TASK INSTRUCTIONS: Express the records from the line containing "Target: white ceiling" through the line containing "[[[627,42],[919,25],[919,0],[550,0]]]" as a Markdown table with the columns Number and Record line, one row per line and no blank lines.

EXCERPTED RECORDS:
>> begin

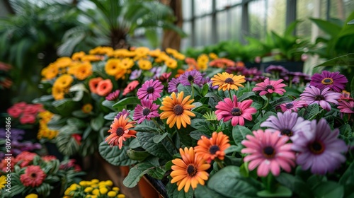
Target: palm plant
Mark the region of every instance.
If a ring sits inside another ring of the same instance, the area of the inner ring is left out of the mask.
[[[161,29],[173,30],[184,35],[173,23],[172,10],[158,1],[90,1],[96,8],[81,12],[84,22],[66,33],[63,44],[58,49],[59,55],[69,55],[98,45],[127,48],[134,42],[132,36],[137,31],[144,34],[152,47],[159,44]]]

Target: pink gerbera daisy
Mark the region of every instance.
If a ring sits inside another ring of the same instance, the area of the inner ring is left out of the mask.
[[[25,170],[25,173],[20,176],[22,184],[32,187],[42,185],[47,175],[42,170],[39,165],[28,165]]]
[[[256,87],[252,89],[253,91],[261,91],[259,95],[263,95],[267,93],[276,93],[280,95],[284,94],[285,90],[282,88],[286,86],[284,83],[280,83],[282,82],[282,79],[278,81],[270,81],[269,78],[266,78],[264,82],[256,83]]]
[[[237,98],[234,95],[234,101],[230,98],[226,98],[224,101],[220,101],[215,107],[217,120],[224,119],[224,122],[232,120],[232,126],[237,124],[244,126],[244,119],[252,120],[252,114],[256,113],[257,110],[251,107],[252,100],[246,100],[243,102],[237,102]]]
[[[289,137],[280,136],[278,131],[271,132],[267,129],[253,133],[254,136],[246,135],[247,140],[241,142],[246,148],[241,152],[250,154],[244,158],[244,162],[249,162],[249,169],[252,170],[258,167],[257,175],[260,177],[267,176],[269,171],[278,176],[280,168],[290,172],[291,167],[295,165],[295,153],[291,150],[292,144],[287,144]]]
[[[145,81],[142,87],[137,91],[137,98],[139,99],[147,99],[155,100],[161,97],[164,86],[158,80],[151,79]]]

>> end
>> begin

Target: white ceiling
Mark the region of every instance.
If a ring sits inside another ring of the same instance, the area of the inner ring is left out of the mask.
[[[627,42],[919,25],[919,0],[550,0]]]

>> end

TASK OUTPUT:
| Number | Record line |
|---|---|
| 1 | Target: white ceiling |
| 2 | Mark the region of every instance. |
| 3 | If a ring sits inside another ring of the same instance, the area of the inner ring is left out of the mask. |
| 4 | [[[627,42],[919,25],[919,0],[550,0]]] |